● ЗАДАНИЕ 1
Перепечатайте из рассказа о дяде Коле, приведенного ниже, отрывок от слов «Комендантский патруль оказался» до слов «деревню из города.» включительно.

● ТЕКСТ ДЛЯ ЧТЕНИЯ
========

Найти тему
несокрушимая и легендарная

Комендантский патруль оказался переодетыми немецкими диверсантами

В 1979 году моего друга Алексея забирали в армию. На проводах я и познакомился с дядей Колей. Это был крепкий мужчина, лет под шестьдесят, не очень высокого роста, но широкий в кости. Он был родственником Алексея и приехал к нам в деревню из города.

За столом уже неплохо посидели, затем вышли на улицу покурить. Там я и разговорился с дядей Колей. Человеком он неплохим оказался, таки почему-то сразу хочется доверять . Чувствовалось в нем какая-то сила и уверенность.

Сначала заговорили о нынешней молодежи, то есть о нас. Ему тут на днях трое парней нахамили, и он рассказал, что ему пришлось их воспитать немного. Судя по его жестам во время разговора и рассказ о том, как он это сделал, я не сомневался, что дяде Коле, даже в его весьма почтенном возрасте, это под силу. Как он сказал:

-Слава Богу, все живы здоровы. Никто из них в больницу не попал.

========

● Записи, выбранные из коллекции
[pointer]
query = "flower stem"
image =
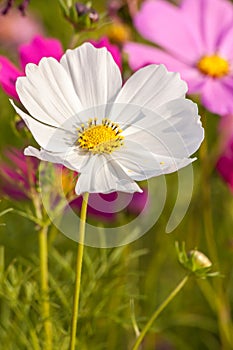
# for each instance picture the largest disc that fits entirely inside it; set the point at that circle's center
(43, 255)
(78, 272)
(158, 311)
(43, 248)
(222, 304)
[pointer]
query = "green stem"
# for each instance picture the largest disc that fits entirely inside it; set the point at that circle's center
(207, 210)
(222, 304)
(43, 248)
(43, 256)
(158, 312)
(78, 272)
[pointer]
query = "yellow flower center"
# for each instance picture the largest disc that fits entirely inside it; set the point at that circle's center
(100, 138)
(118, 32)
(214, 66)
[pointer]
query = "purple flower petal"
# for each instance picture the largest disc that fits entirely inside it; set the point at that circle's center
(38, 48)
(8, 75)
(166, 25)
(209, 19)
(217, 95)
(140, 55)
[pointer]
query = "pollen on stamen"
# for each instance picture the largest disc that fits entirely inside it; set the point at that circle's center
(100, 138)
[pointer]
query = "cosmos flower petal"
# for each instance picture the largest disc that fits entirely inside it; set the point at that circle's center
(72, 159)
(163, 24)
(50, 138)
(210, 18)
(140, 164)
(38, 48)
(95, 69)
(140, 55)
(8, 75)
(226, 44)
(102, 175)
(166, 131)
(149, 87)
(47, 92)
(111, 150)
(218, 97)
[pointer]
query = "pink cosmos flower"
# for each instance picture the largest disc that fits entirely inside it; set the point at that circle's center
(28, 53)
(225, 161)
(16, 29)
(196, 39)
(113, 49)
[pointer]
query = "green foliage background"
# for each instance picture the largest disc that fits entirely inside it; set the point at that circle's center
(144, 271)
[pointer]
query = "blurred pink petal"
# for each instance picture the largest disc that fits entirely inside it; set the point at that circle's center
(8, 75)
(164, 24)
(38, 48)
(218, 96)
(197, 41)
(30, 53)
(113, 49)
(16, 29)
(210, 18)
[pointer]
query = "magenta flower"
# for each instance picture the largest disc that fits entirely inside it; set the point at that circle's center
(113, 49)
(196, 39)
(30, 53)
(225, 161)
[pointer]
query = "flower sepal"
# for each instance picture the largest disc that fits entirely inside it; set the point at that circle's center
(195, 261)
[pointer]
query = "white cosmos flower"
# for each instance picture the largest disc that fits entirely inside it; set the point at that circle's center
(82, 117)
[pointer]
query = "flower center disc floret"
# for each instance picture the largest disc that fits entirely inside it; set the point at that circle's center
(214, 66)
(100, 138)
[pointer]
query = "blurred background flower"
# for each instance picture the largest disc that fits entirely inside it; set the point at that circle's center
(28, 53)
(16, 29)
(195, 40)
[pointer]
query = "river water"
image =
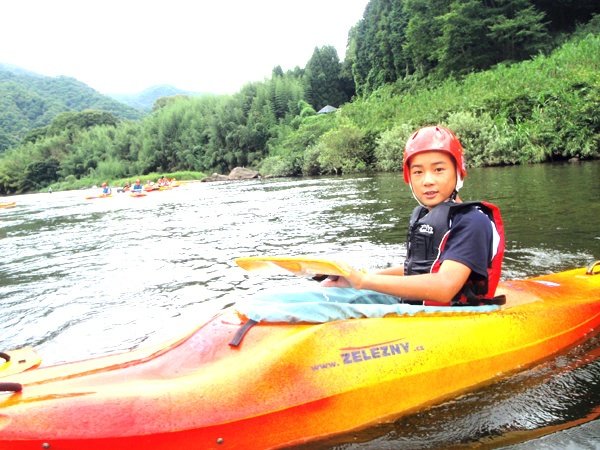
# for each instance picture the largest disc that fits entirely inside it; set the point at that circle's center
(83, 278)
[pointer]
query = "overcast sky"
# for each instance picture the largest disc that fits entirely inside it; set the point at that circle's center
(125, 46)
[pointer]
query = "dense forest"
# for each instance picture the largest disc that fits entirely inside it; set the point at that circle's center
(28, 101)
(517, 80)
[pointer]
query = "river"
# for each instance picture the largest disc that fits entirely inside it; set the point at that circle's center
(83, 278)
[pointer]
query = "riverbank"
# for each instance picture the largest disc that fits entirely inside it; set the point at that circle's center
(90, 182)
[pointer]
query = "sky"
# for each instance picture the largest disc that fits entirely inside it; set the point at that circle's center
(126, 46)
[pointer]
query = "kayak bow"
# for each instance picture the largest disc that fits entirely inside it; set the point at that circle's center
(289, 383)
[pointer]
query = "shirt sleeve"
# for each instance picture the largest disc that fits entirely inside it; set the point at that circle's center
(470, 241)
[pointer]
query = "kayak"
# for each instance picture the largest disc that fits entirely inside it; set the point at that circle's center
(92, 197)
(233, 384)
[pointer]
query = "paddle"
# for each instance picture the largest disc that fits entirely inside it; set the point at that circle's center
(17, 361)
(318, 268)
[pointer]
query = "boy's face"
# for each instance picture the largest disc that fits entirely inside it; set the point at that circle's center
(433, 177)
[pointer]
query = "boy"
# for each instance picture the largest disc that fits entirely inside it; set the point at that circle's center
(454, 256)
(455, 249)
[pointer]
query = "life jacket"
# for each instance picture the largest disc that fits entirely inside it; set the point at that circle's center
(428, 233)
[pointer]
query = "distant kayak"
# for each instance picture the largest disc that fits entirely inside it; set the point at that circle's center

========

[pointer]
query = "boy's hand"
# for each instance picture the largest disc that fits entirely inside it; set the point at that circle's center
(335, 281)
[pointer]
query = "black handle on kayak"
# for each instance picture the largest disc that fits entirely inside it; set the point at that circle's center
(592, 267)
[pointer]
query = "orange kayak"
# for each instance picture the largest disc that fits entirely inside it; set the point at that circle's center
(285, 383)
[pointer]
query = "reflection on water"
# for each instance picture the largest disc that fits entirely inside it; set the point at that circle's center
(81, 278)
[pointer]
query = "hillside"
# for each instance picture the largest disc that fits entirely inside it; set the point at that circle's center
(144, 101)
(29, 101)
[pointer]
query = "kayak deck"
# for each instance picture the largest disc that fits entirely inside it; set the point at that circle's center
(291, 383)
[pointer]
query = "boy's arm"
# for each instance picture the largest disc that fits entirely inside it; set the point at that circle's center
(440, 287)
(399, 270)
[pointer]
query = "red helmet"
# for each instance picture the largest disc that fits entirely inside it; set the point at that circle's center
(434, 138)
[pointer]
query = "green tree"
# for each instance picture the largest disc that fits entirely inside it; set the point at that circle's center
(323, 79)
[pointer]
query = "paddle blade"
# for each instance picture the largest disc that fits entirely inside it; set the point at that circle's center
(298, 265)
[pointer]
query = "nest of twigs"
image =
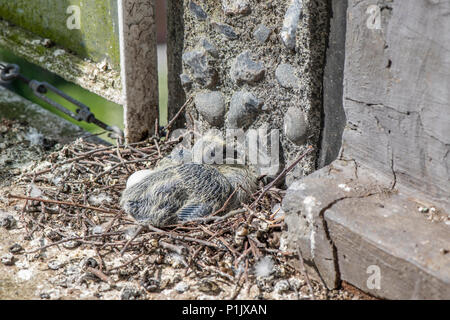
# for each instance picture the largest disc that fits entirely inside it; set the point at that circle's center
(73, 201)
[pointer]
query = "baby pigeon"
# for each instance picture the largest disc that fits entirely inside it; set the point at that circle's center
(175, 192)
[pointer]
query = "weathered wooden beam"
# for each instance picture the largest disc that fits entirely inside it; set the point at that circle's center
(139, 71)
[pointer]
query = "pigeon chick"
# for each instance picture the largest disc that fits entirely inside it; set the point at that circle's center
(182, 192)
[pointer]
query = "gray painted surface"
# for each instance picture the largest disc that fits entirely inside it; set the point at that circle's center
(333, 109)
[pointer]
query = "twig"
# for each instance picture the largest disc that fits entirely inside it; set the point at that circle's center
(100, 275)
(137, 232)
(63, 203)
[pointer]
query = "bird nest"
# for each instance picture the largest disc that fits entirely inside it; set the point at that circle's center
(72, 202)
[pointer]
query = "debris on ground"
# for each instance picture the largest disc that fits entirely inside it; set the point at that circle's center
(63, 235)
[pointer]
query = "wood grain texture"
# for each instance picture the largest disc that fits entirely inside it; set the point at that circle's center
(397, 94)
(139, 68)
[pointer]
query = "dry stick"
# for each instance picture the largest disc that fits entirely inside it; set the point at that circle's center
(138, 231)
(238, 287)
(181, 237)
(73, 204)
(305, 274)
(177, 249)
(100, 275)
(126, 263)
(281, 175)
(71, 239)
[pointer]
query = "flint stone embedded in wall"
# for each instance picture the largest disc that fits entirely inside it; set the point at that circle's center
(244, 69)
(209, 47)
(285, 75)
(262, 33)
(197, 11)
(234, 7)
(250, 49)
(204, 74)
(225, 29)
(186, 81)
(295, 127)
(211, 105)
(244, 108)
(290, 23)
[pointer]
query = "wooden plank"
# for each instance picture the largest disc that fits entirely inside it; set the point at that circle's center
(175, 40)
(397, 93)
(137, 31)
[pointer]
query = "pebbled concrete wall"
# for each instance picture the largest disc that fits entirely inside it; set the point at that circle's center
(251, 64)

========

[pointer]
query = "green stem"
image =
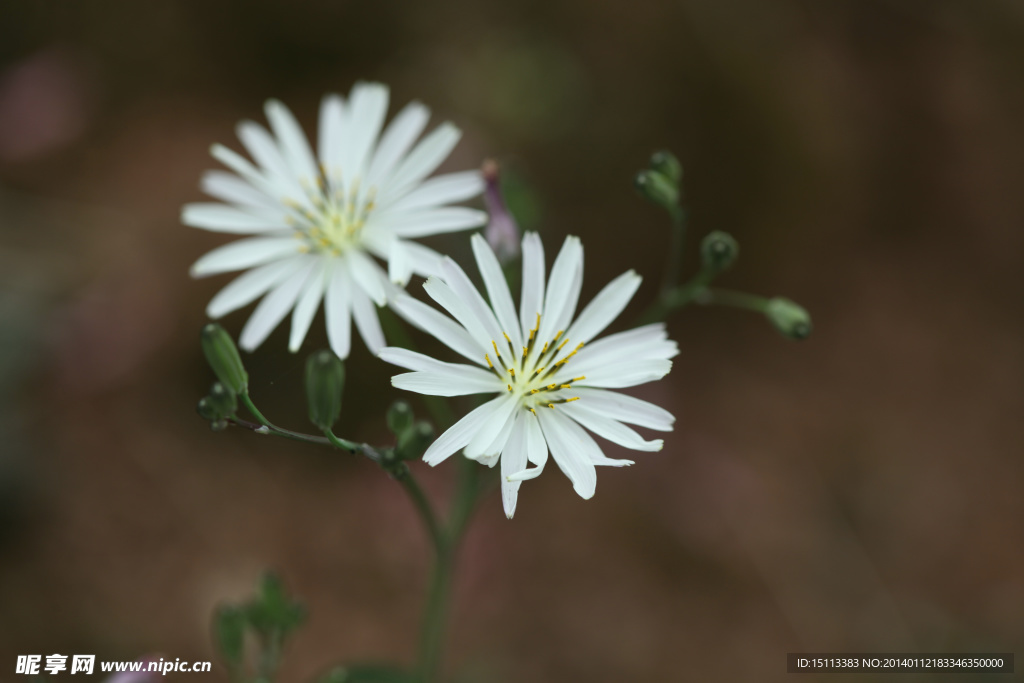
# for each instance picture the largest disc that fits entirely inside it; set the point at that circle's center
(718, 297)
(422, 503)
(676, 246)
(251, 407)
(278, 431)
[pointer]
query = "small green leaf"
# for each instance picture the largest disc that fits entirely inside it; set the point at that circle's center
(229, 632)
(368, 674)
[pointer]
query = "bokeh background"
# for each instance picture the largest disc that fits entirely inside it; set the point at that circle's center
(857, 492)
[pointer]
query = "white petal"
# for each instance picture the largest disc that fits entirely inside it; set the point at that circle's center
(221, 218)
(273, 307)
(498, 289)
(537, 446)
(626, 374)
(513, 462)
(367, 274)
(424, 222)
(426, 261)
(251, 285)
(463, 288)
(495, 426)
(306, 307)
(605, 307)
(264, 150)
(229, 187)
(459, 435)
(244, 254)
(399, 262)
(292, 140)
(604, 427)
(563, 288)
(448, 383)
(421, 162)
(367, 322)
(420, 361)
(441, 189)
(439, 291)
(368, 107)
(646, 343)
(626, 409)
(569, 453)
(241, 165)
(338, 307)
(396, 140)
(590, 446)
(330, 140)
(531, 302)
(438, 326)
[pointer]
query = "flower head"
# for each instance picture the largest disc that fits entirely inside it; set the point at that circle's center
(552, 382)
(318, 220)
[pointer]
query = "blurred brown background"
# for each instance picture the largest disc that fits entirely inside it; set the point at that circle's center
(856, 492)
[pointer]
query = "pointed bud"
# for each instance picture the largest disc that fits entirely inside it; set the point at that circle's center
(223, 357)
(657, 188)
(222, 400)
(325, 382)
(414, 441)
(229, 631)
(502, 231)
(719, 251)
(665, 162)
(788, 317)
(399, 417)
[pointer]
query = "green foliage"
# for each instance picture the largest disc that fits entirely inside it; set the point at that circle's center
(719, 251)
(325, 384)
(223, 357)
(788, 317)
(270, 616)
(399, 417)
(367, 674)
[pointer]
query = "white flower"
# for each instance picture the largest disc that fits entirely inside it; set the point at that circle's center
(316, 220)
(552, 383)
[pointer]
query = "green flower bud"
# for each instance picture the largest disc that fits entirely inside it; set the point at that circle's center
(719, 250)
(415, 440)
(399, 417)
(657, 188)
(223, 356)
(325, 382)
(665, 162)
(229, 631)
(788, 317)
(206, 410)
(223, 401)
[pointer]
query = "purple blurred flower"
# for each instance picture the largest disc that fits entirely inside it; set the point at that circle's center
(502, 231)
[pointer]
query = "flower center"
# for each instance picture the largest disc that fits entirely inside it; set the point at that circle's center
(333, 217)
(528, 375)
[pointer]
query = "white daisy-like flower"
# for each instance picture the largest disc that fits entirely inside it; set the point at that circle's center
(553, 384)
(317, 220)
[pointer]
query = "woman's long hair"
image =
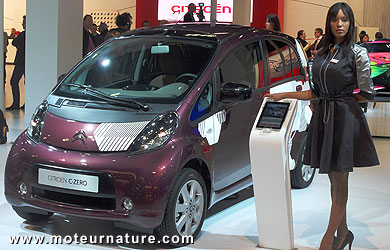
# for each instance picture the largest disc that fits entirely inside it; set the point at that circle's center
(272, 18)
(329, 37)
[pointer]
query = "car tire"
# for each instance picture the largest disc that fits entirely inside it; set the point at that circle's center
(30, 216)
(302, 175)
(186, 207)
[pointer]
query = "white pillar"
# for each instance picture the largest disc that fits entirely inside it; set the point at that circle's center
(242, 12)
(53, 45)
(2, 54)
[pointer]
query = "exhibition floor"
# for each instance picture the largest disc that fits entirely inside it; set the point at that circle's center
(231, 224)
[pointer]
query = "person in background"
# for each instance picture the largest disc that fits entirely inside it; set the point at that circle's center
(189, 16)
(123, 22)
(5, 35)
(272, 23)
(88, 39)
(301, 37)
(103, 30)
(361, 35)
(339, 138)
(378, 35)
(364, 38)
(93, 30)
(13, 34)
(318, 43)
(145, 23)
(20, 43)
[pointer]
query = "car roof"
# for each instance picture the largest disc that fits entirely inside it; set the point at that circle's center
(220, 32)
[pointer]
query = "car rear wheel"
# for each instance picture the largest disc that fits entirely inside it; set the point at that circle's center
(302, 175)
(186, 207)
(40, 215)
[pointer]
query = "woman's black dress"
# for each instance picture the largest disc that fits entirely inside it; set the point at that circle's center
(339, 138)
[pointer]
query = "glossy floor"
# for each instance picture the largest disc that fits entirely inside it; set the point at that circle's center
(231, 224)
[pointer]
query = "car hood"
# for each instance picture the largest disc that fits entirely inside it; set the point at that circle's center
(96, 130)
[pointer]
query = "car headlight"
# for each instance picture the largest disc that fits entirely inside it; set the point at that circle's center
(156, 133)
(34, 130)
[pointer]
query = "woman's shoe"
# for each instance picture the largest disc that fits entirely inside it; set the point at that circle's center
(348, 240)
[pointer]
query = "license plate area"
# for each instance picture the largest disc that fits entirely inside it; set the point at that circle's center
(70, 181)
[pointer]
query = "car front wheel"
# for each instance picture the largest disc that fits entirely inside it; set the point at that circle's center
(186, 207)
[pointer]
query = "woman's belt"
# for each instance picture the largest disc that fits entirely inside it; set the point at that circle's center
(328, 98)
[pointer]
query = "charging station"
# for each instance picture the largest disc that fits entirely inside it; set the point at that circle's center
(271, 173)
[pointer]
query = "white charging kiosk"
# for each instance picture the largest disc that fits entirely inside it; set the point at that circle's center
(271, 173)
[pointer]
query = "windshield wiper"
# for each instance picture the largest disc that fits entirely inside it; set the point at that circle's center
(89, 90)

========

● ЗАДАНИЕ 2
Извлеките из листинга выше все строки, где встречается слово «charging».

● ПОЛНЫЙ ОТВЕТ 1
Комендантский патруль оказался переодетыми немецкими диверсантами

В 1979 году моего друга Алексея забирали в армию. На проводах я и познакомился с дядей Колей. Это был крепкий мужчина, лет под шестьдесят, не очень высокого роста, но широкий в кости. Он был родственником Алексея и приехал к нам в деревню из города.

● ПОЛНЫЙ ОТВЕТ 2
query = "charging station"
query = "white charging kiosk"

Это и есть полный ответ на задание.